[Bounding box annotation entries]
------------

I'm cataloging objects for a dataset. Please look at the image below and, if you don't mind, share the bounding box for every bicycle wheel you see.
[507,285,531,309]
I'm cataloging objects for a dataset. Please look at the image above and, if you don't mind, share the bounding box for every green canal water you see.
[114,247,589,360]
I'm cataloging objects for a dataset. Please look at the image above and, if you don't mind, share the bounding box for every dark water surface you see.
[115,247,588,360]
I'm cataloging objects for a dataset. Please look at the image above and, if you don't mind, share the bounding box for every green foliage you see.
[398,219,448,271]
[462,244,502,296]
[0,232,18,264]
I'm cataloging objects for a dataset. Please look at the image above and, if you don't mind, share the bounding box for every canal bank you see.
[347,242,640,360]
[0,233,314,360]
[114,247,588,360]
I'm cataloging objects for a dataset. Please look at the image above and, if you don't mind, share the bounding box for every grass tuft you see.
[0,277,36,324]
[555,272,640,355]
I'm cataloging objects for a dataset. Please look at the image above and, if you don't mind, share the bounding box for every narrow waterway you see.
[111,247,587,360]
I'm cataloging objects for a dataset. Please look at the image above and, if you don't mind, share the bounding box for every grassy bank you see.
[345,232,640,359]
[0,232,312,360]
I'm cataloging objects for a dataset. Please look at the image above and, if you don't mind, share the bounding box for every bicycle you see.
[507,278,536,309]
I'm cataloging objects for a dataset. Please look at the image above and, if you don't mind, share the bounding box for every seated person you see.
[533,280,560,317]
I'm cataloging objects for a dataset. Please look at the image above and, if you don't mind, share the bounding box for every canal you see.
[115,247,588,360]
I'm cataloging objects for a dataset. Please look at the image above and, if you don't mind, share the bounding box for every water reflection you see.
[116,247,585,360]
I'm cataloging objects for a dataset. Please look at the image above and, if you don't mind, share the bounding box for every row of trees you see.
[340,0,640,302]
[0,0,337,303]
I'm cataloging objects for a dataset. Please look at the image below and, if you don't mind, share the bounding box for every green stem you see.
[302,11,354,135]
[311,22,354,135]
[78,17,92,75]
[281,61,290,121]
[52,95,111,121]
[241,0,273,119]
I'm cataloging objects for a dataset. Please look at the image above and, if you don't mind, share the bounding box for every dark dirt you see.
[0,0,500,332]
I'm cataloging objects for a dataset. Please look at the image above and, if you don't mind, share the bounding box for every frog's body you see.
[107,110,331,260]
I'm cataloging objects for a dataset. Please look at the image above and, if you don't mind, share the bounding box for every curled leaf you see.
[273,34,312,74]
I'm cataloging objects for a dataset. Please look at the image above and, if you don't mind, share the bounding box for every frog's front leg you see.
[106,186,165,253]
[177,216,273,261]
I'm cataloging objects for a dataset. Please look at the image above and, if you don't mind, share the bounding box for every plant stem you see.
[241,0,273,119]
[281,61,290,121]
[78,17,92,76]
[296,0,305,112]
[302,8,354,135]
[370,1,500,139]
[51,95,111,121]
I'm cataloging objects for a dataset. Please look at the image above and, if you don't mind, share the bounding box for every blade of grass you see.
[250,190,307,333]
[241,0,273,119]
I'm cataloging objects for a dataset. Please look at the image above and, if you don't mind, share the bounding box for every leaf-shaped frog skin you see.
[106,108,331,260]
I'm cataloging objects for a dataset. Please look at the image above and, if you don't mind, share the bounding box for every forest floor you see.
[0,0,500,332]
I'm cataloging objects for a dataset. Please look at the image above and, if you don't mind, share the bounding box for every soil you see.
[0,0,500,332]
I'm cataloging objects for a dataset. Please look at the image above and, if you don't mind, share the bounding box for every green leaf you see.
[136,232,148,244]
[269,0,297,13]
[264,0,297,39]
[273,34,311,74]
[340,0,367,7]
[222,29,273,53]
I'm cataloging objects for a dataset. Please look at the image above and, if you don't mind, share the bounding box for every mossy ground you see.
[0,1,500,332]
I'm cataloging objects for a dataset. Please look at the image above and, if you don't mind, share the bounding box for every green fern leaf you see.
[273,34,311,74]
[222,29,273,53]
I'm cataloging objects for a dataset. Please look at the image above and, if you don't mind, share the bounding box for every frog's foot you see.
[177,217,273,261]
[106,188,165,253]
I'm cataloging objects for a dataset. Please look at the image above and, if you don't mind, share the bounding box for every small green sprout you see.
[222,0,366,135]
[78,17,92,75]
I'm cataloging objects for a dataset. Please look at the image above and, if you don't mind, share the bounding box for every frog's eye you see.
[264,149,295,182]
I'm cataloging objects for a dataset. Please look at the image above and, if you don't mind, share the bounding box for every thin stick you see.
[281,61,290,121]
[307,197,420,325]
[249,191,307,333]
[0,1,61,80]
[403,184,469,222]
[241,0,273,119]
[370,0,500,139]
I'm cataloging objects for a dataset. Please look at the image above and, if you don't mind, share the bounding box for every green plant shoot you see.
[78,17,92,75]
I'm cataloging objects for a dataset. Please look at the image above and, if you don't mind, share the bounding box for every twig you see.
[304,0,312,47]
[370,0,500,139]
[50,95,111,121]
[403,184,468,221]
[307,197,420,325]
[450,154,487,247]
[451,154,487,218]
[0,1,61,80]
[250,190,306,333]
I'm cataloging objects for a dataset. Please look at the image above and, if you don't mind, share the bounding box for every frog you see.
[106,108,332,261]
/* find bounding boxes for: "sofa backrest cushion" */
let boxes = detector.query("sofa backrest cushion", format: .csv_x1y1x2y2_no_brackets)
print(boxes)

------------

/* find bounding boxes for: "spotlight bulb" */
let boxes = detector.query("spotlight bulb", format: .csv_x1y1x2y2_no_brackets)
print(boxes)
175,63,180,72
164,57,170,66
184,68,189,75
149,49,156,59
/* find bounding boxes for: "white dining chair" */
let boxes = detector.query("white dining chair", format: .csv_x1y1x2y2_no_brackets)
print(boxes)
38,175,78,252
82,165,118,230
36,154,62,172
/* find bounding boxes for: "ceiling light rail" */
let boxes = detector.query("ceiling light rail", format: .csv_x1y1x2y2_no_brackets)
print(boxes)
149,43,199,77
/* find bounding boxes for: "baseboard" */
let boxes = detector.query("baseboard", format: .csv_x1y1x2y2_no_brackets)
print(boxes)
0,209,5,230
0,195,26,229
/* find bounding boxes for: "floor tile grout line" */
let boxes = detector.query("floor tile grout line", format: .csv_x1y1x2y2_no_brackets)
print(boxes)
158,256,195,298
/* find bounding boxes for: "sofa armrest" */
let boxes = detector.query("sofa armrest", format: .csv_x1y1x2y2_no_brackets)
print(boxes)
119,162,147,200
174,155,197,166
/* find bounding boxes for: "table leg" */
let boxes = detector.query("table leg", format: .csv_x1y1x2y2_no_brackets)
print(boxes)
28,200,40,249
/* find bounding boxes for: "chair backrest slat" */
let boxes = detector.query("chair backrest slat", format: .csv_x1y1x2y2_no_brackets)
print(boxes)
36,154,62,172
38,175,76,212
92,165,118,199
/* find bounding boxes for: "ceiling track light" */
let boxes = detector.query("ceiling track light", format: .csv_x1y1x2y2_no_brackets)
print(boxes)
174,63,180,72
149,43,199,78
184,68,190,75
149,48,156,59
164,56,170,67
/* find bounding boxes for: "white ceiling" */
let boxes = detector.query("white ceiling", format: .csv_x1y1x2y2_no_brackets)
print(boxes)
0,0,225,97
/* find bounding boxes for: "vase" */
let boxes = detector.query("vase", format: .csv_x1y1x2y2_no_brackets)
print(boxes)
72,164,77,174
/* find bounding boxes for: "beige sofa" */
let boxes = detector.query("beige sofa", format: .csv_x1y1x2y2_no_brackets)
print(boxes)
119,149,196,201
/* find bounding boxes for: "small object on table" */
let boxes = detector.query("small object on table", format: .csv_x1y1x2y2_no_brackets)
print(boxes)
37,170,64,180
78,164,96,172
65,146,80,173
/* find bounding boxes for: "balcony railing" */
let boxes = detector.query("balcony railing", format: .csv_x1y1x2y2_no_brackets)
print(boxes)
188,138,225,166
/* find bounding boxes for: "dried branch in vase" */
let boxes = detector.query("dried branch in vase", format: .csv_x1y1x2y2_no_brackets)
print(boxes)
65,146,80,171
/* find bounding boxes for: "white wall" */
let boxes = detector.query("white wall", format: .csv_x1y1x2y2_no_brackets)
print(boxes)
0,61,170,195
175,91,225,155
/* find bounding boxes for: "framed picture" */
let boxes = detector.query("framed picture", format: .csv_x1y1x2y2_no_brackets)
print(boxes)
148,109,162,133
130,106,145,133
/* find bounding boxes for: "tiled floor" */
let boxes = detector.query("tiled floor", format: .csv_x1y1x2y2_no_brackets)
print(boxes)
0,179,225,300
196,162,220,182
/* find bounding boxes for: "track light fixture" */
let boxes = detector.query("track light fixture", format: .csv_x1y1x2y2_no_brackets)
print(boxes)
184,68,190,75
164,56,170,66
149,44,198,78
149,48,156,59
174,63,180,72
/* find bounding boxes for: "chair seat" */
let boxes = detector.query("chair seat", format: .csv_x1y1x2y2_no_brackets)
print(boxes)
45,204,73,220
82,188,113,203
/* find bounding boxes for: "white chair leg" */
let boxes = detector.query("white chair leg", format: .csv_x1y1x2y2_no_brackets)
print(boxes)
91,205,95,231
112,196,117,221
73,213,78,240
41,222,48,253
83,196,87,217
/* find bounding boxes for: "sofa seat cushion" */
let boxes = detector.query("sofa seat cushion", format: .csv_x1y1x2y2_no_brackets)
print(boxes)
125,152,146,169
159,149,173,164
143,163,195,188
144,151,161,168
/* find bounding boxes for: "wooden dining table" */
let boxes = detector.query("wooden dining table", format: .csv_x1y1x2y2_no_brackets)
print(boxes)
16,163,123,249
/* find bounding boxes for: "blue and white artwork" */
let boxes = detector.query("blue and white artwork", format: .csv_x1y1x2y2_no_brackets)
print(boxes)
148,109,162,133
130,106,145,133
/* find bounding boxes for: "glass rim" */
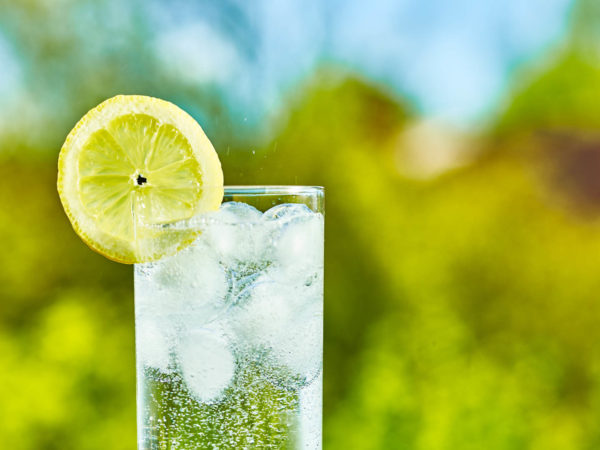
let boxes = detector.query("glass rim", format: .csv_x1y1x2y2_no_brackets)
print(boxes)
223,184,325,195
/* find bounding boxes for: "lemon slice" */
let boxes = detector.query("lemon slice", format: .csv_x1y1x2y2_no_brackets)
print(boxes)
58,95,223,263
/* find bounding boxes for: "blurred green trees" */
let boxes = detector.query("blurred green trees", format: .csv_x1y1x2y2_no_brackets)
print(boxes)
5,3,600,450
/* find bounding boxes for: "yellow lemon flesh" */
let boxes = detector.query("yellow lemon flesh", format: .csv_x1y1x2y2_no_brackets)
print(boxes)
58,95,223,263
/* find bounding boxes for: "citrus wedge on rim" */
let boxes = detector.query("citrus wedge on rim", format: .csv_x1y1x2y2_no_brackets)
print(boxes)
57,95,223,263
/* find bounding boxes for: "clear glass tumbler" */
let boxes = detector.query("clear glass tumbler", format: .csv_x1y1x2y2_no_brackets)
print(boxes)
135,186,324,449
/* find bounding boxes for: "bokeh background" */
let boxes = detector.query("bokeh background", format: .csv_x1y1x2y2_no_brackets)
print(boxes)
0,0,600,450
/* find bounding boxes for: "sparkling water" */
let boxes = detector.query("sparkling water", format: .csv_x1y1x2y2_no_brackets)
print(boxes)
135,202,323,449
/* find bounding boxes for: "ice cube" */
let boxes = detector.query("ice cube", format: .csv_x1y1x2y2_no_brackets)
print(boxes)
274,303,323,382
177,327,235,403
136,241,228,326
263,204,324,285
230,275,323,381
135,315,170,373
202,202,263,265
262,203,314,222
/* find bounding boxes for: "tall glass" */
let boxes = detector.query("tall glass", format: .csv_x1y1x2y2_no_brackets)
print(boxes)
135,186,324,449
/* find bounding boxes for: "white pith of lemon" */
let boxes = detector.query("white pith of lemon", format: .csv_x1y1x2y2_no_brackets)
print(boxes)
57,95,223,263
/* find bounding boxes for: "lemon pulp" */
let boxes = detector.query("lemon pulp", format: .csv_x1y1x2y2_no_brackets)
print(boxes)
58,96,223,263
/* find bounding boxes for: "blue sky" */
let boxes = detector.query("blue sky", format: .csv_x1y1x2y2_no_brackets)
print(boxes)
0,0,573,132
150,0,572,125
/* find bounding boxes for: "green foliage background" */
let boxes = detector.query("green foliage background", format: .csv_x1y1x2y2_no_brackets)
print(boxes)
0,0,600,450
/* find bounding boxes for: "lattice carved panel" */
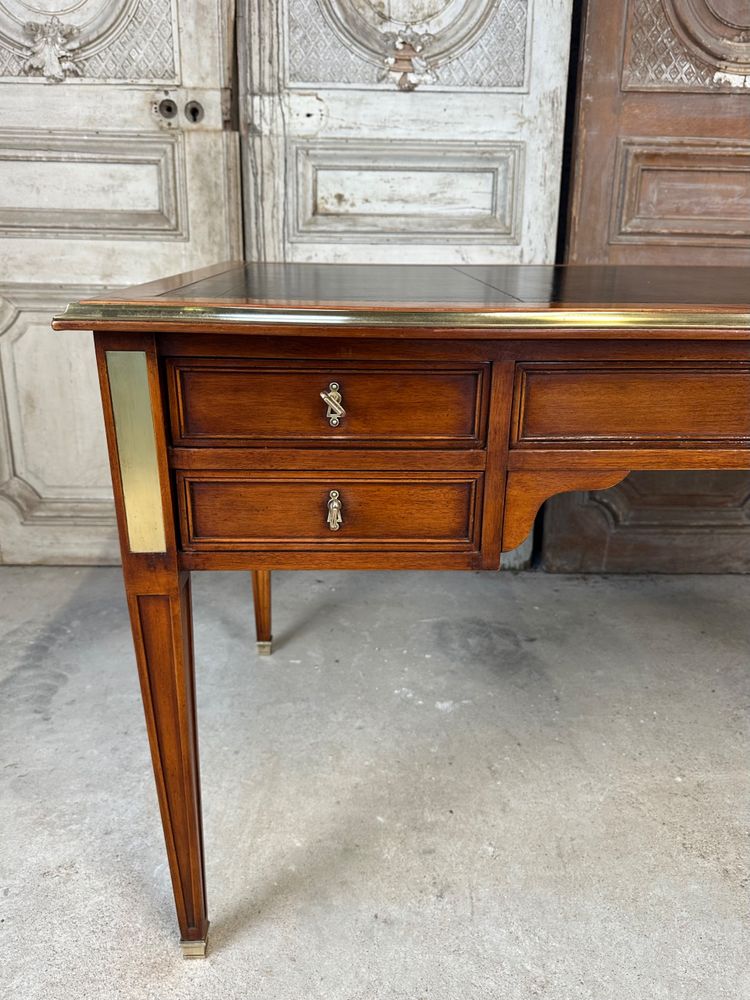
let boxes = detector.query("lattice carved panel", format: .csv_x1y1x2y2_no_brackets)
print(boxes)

------------

Reproduce, without alteration, the stretch of the records from the line containing "foliage you see." through the line containing "[507,278,536,309]", including both of those lines.

I'm cataloging objects for a dataset. Please look at the image above and, if you don't mind, share the bounding box for every green foliage you see.
[398,219,448,271]
[462,244,502,296]
[0,232,18,264]
I'm cataloging objects for a dataset. Please look at the image above and, if you don't mind, share the bounding box for every canal bank you see.
[347,242,640,360]
[0,233,314,360]
[114,247,588,360]
I'm cataloging objects for a dataset. Please look at the image above and, if you don't mind, share the bounding box for every grass tuft you see.
[0,277,36,324]
[555,272,640,355]
I'm cataloging objects for a dataset. Please look at the image above and, if you don't mind, share the bounding box for every narrow waterway you see.
[111,247,587,360]
I'm cataloging objects for a dataset. Please look at the image above and, if you don't mind, share the bounding box for every grassy bank you see.
[345,232,640,359]
[0,232,312,360]
I'm cataloging objects for a dataset. Please look at the image above and, if you don't mind, share the bounding box for every bicycle you see.
[507,278,536,309]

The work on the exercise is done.